GIVEN ENTRIES Block Start

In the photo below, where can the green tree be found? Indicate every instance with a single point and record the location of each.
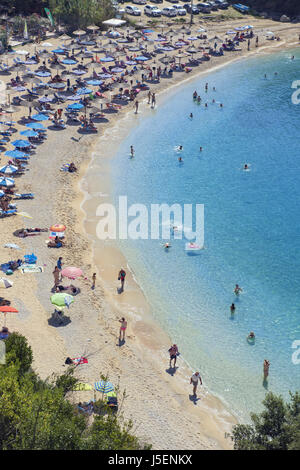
(276, 428)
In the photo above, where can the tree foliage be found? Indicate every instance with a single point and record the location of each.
(35, 414)
(276, 428)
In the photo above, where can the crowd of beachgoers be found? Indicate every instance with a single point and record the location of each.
(58, 93)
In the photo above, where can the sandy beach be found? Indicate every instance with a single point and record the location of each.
(157, 402)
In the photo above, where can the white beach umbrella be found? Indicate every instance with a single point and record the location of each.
(5, 283)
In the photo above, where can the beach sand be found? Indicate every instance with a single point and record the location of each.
(158, 403)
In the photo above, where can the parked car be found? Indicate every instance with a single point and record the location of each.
(204, 7)
(169, 11)
(221, 4)
(180, 10)
(152, 10)
(188, 8)
(213, 6)
(132, 10)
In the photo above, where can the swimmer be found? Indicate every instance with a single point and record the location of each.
(237, 289)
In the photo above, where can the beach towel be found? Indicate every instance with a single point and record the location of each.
(31, 268)
(82, 387)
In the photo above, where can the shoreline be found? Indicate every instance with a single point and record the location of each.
(138, 366)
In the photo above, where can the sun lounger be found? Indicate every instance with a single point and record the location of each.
(7, 213)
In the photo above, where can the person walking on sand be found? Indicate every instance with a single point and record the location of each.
(173, 351)
(94, 281)
(136, 106)
(194, 381)
(56, 274)
(121, 277)
(266, 368)
(122, 329)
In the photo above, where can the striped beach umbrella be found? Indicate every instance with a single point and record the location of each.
(103, 386)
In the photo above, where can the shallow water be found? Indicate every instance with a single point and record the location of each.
(251, 225)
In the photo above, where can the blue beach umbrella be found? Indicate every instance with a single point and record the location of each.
(69, 61)
(142, 58)
(75, 106)
(16, 154)
(94, 82)
(104, 386)
(40, 117)
(35, 125)
(84, 91)
(107, 59)
(8, 169)
(43, 74)
(7, 182)
(21, 143)
(29, 133)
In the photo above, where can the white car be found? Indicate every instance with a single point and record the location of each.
(151, 10)
(169, 11)
(180, 10)
(132, 10)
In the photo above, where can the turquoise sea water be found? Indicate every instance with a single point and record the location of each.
(252, 225)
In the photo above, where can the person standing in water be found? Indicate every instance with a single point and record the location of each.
(266, 369)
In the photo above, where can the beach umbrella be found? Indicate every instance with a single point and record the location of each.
(92, 27)
(16, 154)
(29, 133)
(107, 59)
(7, 182)
(8, 169)
(40, 117)
(79, 32)
(94, 82)
(142, 58)
(69, 61)
(61, 299)
(84, 91)
(64, 37)
(21, 143)
(103, 386)
(75, 106)
(58, 228)
(5, 283)
(71, 272)
(35, 125)
(7, 309)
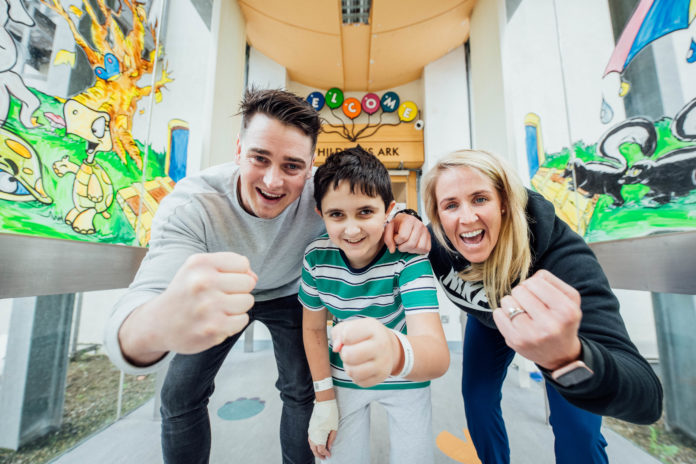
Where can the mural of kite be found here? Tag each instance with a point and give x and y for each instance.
(651, 20)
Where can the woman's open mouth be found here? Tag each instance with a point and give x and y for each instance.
(473, 237)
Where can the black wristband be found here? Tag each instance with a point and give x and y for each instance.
(410, 212)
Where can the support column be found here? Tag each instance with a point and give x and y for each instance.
(32, 389)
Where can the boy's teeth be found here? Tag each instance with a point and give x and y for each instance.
(471, 234)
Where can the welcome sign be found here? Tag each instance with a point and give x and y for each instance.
(396, 138)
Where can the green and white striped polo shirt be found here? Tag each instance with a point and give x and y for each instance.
(388, 288)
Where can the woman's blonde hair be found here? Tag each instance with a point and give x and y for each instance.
(511, 257)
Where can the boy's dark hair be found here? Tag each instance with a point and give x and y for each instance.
(282, 105)
(362, 169)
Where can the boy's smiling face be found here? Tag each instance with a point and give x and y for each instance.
(355, 222)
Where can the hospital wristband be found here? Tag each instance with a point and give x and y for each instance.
(408, 354)
(323, 384)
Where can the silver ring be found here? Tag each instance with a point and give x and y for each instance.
(514, 312)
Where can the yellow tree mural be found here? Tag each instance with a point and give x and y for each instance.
(118, 63)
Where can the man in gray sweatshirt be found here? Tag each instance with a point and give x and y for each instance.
(226, 249)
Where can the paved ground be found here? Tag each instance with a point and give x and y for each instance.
(135, 438)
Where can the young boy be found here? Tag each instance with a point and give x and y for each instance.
(381, 296)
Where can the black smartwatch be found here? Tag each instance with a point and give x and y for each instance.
(410, 212)
(572, 374)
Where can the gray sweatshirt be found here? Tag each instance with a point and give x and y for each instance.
(203, 215)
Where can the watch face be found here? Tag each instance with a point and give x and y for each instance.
(575, 376)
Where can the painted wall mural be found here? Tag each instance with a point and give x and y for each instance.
(651, 20)
(70, 165)
(639, 178)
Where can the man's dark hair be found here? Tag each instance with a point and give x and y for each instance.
(362, 169)
(282, 105)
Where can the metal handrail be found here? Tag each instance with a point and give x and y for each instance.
(33, 266)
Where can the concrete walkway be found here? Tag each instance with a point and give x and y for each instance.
(135, 438)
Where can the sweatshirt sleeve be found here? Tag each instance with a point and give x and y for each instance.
(623, 385)
(177, 233)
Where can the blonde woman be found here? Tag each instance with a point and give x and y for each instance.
(531, 285)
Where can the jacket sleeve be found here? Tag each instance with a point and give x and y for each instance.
(623, 385)
(177, 233)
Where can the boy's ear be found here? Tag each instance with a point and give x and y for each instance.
(238, 151)
(390, 207)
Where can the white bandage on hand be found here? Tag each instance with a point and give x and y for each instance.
(324, 419)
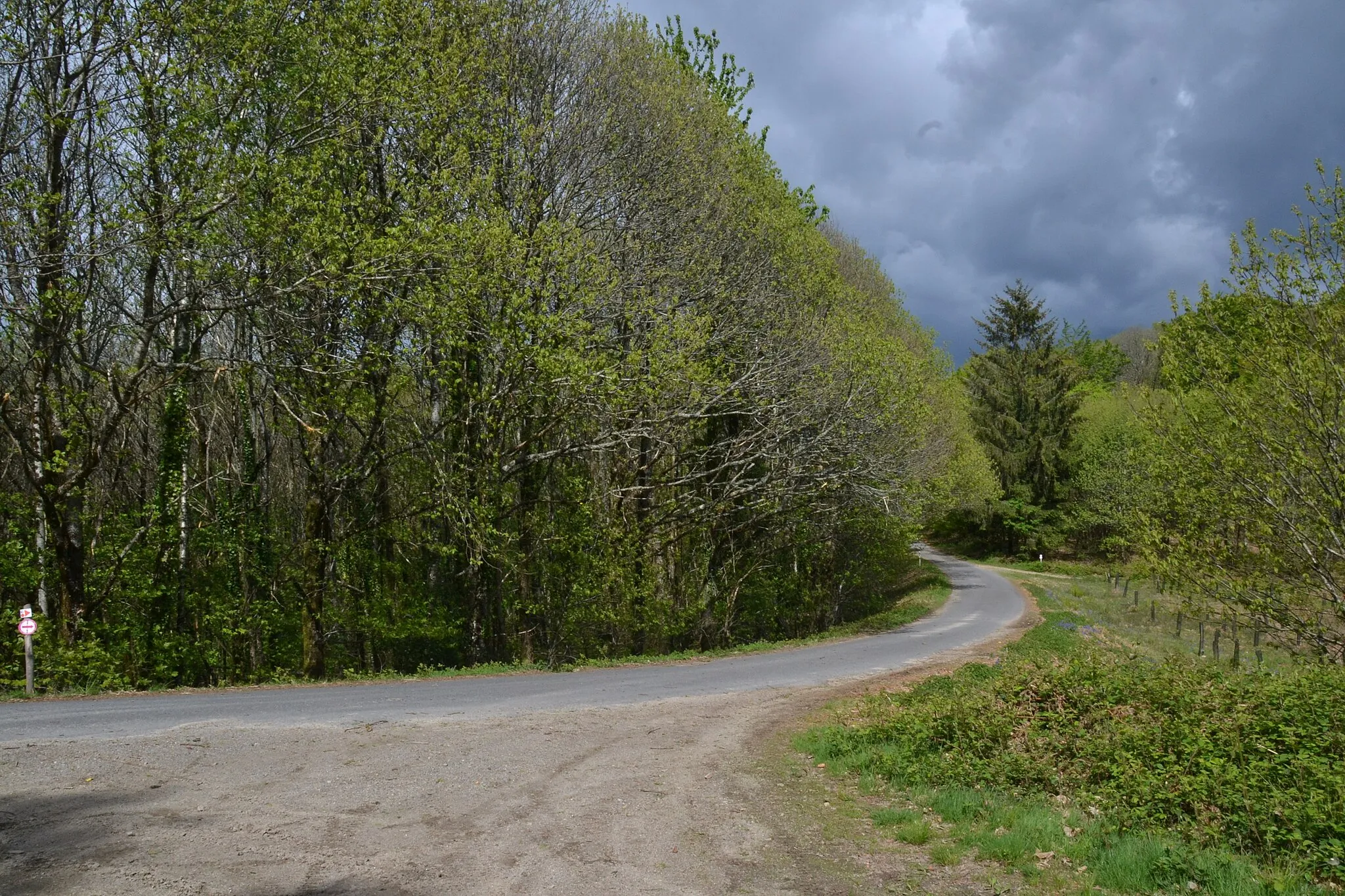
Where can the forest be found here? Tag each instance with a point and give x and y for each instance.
(1202, 452)
(374, 336)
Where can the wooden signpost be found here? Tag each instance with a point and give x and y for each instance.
(27, 628)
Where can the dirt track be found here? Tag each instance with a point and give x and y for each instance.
(678, 796)
(643, 800)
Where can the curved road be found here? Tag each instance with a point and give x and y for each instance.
(981, 606)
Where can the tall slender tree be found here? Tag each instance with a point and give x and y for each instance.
(1024, 406)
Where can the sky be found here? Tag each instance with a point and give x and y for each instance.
(1103, 151)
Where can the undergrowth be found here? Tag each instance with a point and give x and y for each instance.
(1076, 756)
(929, 593)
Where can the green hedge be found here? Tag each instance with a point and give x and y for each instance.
(1250, 761)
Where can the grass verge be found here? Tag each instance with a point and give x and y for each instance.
(1105, 757)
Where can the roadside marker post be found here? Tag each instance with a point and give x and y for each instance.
(27, 628)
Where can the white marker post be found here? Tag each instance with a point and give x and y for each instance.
(27, 628)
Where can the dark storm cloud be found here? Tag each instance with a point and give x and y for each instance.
(1101, 150)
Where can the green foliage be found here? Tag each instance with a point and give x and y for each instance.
(1024, 403)
(1101, 362)
(1250, 471)
(432, 336)
(1111, 482)
(1241, 761)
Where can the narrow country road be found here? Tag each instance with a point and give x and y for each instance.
(606, 781)
(982, 605)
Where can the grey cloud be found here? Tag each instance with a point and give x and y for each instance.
(1101, 150)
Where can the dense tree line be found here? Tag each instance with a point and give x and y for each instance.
(1207, 449)
(358, 336)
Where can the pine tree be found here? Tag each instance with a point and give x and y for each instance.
(1024, 406)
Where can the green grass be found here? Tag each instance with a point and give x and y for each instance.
(1098, 752)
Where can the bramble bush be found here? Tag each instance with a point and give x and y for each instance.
(1223, 758)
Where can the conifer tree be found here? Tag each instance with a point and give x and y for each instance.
(1024, 408)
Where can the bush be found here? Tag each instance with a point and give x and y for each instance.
(1247, 761)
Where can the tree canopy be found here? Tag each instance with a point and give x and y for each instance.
(357, 336)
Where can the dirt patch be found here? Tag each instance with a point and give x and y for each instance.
(688, 796)
(654, 798)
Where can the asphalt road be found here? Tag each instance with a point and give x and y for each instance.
(981, 606)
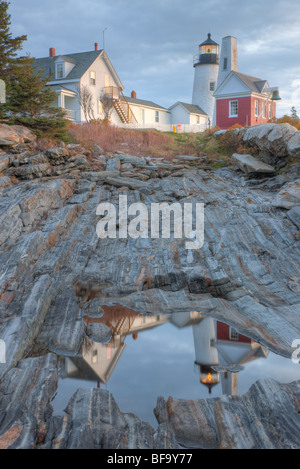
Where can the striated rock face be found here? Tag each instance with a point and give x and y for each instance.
(55, 271)
(266, 417)
(250, 165)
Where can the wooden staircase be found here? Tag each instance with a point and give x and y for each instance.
(124, 110)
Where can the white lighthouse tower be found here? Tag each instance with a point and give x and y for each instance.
(206, 64)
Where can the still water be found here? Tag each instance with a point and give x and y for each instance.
(184, 355)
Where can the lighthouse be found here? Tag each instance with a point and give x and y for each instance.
(206, 64)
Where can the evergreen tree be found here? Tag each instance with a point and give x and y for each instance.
(29, 101)
(9, 46)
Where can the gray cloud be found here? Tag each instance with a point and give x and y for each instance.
(151, 44)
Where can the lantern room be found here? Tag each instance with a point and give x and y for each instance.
(208, 52)
(209, 377)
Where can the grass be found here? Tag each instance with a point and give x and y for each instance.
(151, 142)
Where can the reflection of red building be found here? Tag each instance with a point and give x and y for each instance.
(221, 352)
(226, 332)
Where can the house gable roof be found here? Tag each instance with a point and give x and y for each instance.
(82, 62)
(244, 83)
(190, 108)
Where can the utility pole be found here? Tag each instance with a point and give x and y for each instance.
(104, 37)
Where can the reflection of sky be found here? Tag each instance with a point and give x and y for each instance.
(161, 363)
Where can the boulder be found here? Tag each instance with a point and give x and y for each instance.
(294, 215)
(289, 196)
(273, 138)
(293, 145)
(250, 165)
(113, 164)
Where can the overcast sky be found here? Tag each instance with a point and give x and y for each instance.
(152, 43)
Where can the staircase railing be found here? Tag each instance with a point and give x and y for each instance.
(121, 104)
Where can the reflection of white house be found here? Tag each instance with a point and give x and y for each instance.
(98, 360)
(94, 70)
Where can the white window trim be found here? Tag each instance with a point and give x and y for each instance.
(233, 334)
(92, 84)
(232, 101)
(60, 64)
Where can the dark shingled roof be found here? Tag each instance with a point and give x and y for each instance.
(143, 102)
(255, 84)
(193, 108)
(82, 61)
(209, 42)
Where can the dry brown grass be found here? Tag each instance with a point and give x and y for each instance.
(115, 139)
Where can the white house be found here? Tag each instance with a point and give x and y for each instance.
(68, 73)
(148, 113)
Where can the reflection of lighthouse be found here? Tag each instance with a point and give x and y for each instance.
(220, 351)
(206, 354)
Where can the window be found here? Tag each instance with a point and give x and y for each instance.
(270, 111)
(93, 78)
(59, 70)
(233, 334)
(233, 108)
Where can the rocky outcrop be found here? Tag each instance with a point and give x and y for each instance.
(281, 140)
(55, 270)
(278, 139)
(250, 165)
(266, 417)
(289, 196)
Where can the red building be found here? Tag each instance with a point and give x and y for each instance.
(245, 100)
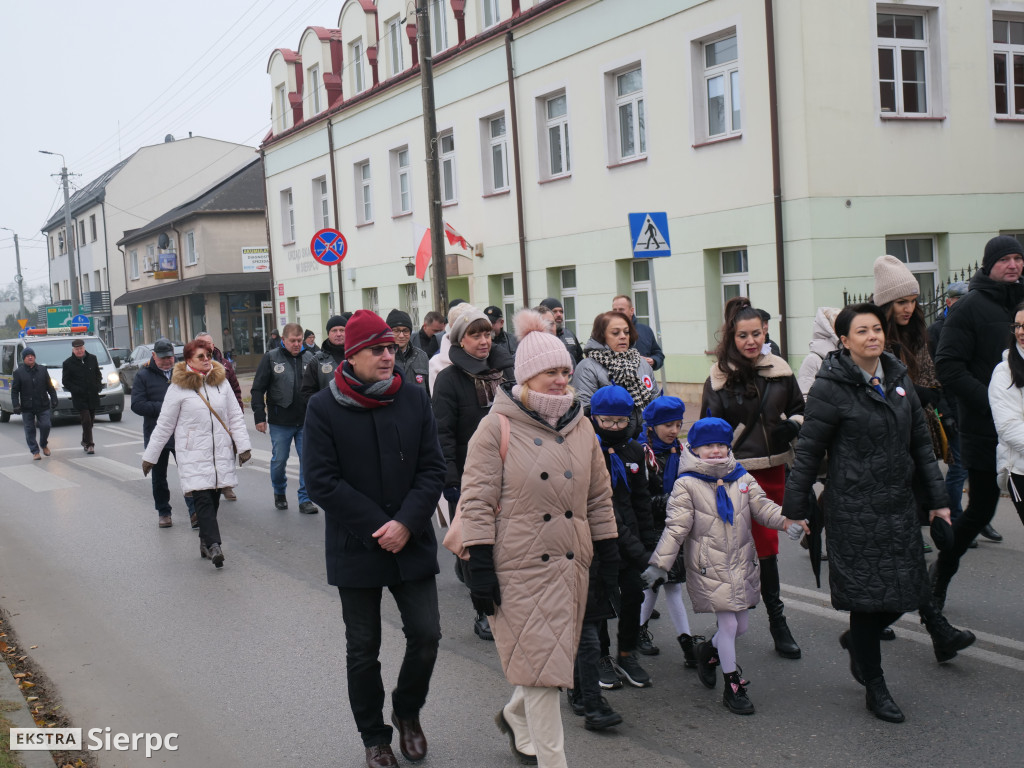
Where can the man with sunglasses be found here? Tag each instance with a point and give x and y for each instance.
(279, 408)
(375, 465)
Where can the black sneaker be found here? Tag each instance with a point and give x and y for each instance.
(606, 674)
(645, 642)
(630, 670)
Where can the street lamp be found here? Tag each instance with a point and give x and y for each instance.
(76, 303)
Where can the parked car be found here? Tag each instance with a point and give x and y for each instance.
(51, 351)
(139, 356)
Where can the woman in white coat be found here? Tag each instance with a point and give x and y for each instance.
(202, 414)
(1006, 395)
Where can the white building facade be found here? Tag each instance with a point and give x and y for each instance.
(899, 130)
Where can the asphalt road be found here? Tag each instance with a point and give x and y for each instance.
(247, 664)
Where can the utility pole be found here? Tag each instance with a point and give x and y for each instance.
(76, 299)
(437, 263)
(18, 278)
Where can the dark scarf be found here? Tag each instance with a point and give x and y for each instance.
(375, 394)
(485, 379)
(722, 500)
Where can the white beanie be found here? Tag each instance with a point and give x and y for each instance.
(893, 281)
(539, 350)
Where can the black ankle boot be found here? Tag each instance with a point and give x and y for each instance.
(880, 701)
(689, 643)
(785, 646)
(734, 696)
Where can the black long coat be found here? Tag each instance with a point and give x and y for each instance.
(81, 377)
(875, 445)
(365, 467)
(976, 332)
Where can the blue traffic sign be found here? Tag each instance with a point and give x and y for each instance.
(649, 235)
(329, 247)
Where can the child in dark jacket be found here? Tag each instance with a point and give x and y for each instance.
(610, 409)
(663, 421)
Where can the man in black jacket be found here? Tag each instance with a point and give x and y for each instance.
(375, 466)
(973, 339)
(147, 394)
(81, 377)
(276, 398)
(33, 395)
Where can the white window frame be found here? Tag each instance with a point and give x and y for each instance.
(555, 158)
(287, 216)
(495, 147)
(312, 86)
(322, 211)
(897, 246)
(637, 103)
(401, 180)
(1010, 50)
(394, 46)
(445, 157)
(489, 13)
(568, 283)
(364, 193)
(192, 257)
(355, 62)
(737, 282)
(898, 46)
(438, 29)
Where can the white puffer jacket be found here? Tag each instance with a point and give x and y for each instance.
(1007, 402)
(202, 448)
(721, 562)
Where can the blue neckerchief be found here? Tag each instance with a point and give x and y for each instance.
(722, 500)
(615, 465)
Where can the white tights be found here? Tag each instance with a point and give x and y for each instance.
(731, 625)
(673, 603)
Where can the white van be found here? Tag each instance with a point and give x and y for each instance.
(51, 351)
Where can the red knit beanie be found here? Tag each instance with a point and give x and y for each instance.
(366, 329)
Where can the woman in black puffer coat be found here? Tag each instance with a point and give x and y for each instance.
(873, 433)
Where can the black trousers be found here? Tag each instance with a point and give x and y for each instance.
(421, 624)
(864, 640)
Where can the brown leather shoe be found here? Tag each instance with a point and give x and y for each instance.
(381, 757)
(411, 739)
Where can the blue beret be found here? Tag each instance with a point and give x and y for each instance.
(709, 430)
(610, 400)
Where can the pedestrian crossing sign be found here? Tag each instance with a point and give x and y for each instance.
(649, 235)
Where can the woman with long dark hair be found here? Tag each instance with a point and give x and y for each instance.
(1006, 394)
(759, 395)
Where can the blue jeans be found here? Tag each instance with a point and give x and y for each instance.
(421, 624)
(281, 439)
(30, 421)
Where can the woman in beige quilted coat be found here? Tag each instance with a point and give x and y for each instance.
(712, 505)
(531, 526)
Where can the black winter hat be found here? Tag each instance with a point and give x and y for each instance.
(396, 317)
(998, 247)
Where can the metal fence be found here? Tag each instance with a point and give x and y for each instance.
(933, 304)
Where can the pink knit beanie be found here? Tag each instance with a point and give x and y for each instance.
(538, 350)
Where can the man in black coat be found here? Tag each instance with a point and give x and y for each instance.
(81, 377)
(976, 333)
(374, 464)
(33, 395)
(147, 394)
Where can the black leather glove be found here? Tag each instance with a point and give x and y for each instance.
(482, 579)
(784, 432)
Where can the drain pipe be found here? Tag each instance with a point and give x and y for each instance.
(776, 177)
(515, 162)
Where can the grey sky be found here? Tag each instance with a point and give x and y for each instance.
(73, 72)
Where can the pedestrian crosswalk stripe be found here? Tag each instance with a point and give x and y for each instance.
(36, 478)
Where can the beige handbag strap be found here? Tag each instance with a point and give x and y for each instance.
(218, 419)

GIVEN ENTRIES Block End

- YOUR ASSIGNMENT
An exact copy of the line containing "Where can the pedestrian crosswalk" and all lines after it, through the last line of the entries, is the required answer.

- WRITTEN REPLY
Where can the pedestrian crosswalk stripe be found here? Tag each instance with a point and give x and y for each instance.
(36, 478)
Where can the beige handbag strap be found here? Tag each instance with a point and give x and y for each instance.
(218, 419)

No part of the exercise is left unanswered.